# Halaman
= = = = =

Pengaruh Nilai Tukar ?

 

Oleh: Dr. Edy Purwo Saputro, Msi., Dosen Pascasarjana Universitas Muhammadiyah Solo

Pilpres 2019 dipastikan terjadi rematch Jokowi – Prabowo setelah deklarasi Kamis 9 Agustus 2018 sehingga ada duet Jokowi-Ma’ruf Amin dan Prabowo-Sandiaga Uno. Euforia pilpres ternyata justru dibayangi kondisi makro ekonomi yang tidak baik dan situasi yang cenderung memanas menjelang pilpres dan juga faktor era global ternyata berdampak terhadap laju inflasi sehingga Juli 2018 mencapai 0,28 persen. Hal ini secara tidak langsung memicu pertanyaan apakah inflasi Juli 2018 mengindikasikan sentimen positif terhadap pemulihan permintaan dan daya beli masyarakat atau justru dampak pelemahan rupiah yang kini mencapai Rp.14.400 dan diprediksi bisa tembus Rp.15.000 sampai akhir tahun menjelang pilpres 2019? Meski inflasi Juli 2018 masih terkendali tapi inflasi inti menjadi ancaman karena mencapai 0,41 persen dan periode Januari - Juli pengaruh inflasi inti sebesar 1,78 persen dan inflasi umum sebesar 2,18 persen. Fakta ini tentu menjadi tantangan duet Jokowi – Ma’ruf Amin dan Prabowo – Sandiaga Uno yang akan bertarung di pilpres 2019.

= = = = =

# Entri Data
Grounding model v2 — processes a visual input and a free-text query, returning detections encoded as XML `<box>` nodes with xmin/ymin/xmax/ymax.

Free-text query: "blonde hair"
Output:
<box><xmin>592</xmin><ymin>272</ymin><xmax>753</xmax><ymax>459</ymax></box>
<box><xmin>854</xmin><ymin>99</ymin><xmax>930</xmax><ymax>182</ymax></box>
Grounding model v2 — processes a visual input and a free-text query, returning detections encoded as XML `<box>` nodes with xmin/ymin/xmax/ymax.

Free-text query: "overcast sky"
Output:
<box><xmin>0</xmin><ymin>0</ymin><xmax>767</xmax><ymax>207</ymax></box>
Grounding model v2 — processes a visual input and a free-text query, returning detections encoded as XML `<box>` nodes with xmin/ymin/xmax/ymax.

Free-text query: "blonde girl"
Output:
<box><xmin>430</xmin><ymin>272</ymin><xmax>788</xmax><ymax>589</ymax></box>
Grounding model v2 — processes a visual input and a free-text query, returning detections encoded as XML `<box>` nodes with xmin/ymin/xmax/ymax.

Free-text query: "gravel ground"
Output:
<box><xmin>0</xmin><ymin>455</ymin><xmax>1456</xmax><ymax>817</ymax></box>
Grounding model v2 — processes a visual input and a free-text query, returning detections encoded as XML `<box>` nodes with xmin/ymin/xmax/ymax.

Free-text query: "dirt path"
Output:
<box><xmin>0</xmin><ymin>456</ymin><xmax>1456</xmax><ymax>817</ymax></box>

= = = = =

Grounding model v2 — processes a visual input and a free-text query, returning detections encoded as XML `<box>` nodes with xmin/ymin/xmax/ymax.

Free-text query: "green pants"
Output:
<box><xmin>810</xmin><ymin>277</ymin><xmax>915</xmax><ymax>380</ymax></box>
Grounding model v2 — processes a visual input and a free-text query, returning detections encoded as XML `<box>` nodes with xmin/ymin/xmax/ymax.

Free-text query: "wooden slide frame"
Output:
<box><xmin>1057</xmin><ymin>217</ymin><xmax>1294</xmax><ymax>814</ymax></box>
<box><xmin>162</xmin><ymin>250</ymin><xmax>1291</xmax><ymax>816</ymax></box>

= = = = =

# Petunjuk Latihan
Tolong tuliskan kembali seluruh teks tentang nilai tukar dan inflasi di atas tanpa mengubah satu huruf atau tanda baca pun.

# Hasil
Pengaruh Nilai Tukar ?

 

Oleh: Dr. Edy Purwo Saputro, Msi., Dosen Pascasarjana Universitas Muhammadiyah Solo

Pilpres 2019 dipastikan terjadi rematch Jokowi – Prabowo setelah deklarasi Kamis 9 Agustus 2018 sehingga ada duet Jokowi-Ma’ruf Amin dan Prabowo-Sandiaga Uno. Euforia pilpres ternyata justru dibayangi kondisi makro ekonomi yang tidak baik dan situasi yang cenderung memanas menjelang pilpres dan juga faktor era global ternyata berdampak terhadap laju inflasi sehingga Juli 2018 mencapai 0,28 persen. Hal ini secara tidak langsung memicu pertanyaan apakah inflasi Juli 2018 mengindikasikan sentimen positif terhadap pemulihan permintaan dan daya beli masyarakat atau justru dampak pelemahan rupiah yang kini mencapai Rp.14.400 dan diprediksi bisa tembus Rp.15.000 sampai akhir tahun menjelang pilpres 2019? Meski inflasi Juli 2018 masih terkendali tapi inflasi inti menjadi ancaman karena mencapai 0,41 persen dan periode Januari - Juli pengaruh inflasi inti sebesar 1,78 persen dan inflasi umum sebesar 2,18 persen. Fakta ini tentu menjadi tantangan duet Jokowi – Ma’ruf Amin dan Prabowo – Sandiaga Uno yang akan bertarung di pilpres 2019.